> **DATA PROVIDED**:
....
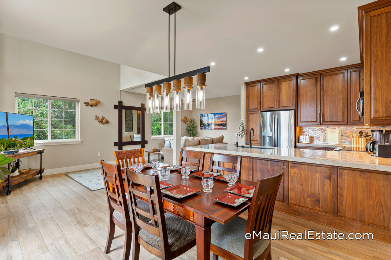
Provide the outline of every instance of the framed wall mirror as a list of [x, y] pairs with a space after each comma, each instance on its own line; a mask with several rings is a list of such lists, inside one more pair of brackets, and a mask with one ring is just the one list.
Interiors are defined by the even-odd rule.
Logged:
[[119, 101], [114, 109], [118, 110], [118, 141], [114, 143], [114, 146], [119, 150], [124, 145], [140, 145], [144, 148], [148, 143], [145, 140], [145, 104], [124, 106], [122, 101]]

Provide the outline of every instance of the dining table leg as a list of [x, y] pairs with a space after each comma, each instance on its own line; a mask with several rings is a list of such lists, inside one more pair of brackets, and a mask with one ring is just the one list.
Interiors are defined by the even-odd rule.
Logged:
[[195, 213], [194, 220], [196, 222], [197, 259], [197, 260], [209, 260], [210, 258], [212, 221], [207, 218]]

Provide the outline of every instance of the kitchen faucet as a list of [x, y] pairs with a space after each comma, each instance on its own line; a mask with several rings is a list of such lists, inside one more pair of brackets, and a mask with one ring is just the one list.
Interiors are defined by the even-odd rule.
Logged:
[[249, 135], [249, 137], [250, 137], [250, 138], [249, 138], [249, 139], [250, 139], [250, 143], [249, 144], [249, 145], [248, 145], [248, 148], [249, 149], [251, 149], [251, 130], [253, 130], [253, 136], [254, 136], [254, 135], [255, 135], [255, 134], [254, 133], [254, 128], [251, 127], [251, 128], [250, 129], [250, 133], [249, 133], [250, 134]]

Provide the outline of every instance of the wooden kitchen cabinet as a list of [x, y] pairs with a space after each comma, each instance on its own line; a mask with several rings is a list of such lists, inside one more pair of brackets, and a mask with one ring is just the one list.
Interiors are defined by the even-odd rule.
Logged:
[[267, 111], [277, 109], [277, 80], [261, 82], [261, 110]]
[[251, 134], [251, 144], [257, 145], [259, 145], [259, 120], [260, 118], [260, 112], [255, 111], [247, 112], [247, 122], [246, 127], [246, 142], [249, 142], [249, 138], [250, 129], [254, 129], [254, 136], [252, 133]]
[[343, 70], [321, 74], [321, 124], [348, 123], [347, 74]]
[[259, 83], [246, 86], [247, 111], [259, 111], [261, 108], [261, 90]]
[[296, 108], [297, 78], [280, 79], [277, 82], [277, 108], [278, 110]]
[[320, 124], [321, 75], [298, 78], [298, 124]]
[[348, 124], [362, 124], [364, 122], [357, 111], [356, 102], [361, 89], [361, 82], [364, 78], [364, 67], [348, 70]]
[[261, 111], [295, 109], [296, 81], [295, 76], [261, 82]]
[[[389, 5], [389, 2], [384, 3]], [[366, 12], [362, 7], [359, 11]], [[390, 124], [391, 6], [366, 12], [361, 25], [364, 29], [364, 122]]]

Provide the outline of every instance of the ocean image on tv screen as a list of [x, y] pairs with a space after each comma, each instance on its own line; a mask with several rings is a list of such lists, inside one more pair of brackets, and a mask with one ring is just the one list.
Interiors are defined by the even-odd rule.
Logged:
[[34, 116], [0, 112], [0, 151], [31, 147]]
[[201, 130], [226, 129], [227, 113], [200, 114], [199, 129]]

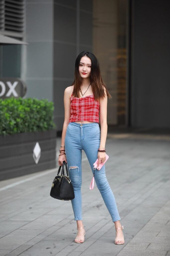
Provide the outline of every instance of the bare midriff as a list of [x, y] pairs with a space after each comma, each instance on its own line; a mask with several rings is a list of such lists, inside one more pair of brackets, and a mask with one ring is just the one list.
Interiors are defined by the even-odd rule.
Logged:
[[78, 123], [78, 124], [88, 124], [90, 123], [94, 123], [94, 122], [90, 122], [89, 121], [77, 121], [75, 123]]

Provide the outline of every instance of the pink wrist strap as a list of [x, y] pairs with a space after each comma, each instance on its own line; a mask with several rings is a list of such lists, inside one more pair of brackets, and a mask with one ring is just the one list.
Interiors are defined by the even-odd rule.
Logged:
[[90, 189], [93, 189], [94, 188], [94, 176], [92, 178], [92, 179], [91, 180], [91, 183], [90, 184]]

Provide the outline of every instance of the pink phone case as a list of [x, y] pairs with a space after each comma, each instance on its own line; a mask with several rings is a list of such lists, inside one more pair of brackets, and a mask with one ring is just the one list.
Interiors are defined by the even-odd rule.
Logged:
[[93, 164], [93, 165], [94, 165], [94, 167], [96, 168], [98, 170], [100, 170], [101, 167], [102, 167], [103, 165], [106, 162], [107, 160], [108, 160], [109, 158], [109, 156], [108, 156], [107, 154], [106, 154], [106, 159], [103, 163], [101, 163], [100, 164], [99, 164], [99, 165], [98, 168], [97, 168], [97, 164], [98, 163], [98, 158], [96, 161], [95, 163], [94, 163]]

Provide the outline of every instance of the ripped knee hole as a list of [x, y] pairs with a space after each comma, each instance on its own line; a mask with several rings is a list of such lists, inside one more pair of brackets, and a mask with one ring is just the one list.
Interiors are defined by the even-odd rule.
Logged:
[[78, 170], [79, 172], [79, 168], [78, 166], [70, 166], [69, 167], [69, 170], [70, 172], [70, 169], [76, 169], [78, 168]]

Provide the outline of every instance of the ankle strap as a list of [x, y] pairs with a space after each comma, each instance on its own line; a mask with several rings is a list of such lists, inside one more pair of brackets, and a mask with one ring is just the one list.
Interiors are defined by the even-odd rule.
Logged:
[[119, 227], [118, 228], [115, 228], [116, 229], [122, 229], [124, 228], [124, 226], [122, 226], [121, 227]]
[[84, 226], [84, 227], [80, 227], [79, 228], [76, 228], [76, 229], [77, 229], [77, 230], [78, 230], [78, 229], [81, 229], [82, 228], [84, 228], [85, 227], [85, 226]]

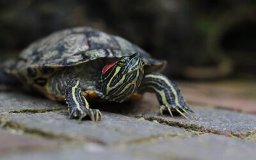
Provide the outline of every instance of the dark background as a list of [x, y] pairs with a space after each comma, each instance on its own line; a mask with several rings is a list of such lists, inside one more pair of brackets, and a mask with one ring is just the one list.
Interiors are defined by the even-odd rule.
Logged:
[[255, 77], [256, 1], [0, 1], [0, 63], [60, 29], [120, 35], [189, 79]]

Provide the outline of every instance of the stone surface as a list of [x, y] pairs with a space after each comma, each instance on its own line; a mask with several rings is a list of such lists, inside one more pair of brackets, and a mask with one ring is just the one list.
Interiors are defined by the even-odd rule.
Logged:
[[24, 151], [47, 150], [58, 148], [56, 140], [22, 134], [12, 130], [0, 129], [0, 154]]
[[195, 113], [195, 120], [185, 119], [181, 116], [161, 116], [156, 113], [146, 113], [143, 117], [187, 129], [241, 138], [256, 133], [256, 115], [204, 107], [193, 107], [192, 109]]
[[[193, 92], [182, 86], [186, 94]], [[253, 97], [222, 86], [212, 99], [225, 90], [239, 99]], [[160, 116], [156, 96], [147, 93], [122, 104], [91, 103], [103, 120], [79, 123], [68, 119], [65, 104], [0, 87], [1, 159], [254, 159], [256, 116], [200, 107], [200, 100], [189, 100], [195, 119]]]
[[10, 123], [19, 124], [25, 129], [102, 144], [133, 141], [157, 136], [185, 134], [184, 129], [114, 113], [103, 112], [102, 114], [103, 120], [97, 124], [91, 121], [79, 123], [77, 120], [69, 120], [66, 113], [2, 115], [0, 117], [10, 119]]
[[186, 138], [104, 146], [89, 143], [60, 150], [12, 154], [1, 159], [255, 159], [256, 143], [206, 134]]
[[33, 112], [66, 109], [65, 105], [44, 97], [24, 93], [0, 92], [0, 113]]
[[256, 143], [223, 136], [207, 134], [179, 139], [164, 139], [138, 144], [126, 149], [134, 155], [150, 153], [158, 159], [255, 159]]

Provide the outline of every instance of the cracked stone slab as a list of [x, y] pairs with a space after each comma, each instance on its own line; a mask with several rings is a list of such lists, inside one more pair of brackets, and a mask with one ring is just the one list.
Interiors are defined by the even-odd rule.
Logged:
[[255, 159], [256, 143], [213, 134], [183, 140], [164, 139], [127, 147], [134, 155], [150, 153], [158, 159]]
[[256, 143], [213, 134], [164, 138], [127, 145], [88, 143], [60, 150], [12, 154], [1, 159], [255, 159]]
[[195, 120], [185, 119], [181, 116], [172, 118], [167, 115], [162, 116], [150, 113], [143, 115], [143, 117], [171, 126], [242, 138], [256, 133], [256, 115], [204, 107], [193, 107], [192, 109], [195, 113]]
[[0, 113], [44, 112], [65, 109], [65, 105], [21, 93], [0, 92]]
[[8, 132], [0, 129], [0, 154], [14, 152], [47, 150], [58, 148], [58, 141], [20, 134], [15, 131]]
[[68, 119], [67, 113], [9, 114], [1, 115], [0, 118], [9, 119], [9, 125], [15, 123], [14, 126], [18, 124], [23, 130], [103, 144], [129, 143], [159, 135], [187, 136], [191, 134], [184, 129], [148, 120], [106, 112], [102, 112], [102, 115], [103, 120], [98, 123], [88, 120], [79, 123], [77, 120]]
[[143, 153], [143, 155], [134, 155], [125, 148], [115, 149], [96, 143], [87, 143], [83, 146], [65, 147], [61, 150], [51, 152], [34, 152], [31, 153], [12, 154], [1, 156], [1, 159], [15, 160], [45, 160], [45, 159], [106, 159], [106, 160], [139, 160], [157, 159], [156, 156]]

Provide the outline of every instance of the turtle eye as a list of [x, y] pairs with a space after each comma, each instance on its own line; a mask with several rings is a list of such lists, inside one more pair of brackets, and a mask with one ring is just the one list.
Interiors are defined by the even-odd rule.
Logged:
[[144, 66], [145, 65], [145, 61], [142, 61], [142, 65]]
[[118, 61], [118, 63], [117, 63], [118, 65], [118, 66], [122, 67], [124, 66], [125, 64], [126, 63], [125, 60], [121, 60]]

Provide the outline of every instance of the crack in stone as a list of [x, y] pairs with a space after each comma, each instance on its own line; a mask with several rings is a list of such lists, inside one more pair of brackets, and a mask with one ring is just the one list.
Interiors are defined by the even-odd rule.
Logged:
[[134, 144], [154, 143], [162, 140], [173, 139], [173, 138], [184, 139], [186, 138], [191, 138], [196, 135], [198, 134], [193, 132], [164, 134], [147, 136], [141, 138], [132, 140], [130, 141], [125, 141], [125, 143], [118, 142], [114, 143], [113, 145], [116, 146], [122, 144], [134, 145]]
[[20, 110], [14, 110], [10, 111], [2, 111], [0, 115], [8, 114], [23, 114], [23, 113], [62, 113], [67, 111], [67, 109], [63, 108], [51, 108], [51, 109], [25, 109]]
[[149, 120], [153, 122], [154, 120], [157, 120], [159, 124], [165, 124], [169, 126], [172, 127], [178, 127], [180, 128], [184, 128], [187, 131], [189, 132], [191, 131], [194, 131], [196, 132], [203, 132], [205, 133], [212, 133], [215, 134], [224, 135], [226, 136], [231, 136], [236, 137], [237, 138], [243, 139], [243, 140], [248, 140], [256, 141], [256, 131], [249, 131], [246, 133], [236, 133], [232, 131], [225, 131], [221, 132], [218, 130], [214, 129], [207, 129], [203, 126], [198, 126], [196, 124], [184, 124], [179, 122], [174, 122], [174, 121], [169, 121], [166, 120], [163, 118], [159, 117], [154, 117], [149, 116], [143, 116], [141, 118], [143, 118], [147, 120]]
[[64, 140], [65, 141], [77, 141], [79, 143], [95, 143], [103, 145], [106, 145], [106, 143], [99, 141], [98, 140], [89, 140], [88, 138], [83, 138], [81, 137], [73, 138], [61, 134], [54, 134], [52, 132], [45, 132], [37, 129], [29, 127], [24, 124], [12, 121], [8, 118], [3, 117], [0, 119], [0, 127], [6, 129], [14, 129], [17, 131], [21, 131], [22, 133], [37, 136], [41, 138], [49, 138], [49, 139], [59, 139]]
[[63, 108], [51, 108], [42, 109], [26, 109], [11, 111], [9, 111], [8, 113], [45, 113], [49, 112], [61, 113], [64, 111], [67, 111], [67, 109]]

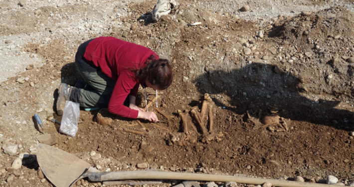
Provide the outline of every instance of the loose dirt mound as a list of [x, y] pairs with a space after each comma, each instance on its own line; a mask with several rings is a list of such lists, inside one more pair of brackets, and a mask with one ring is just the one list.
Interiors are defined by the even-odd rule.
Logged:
....
> **THE TASK**: Rewrite only the records from the line with "Provide the outline of every instance of the wooden" to the line with "[[261, 111], [295, 109], [296, 81], [295, 76], [261, 82]]", replacing "Logged" with "Recorded" and leaving everything else as it stands.

> **OUTPUT FOR THIS EXERCISE**:
Provide the outline of every instance of the wooden kitchen cabinet as a list of [x, y] pairs with a space after each comma, each instance on its own line; a mask with several rings is a list of such lists, inside one more pair of brackets, and a mask with one ring is just the one list.
Interiors are defined by the even-odd rule.
Recorded:
[[267, 111], [277, 109], [277, 80], [261, 82], [261, 110]]
[[251, 134], [251, 144], [257, 145], [259, 145], [259, 120], [260, 118], [260, 112], [255, 111], [247, 112], [247, 122], [246, 127], [246, 142], [249, 142], [249, 138], [250, 129], [254, 129], [254, 136], [252, 133]]
[[343, 70], [321, 74], [321, 124], [348, 123], [347, 74]]
[[259, 83], [246, 86], [247, 111], [259, 111], [261, 108], [261, 90]]
[[296, 108], [297, 78], [280, 79], [277, 82], [277, 108], [278, 110]]
[[320, 124], [321, 75], [298, 78], [298, 124]]
[[348, 124], [362, 124], [364, 122], [357, 111], [356, 102], [361, 89], [361, 82], [364, 78], [364, 67], [348, 70]]
[[261, 111], [295, 109], [296, 81], [295, 76], [261, 82]]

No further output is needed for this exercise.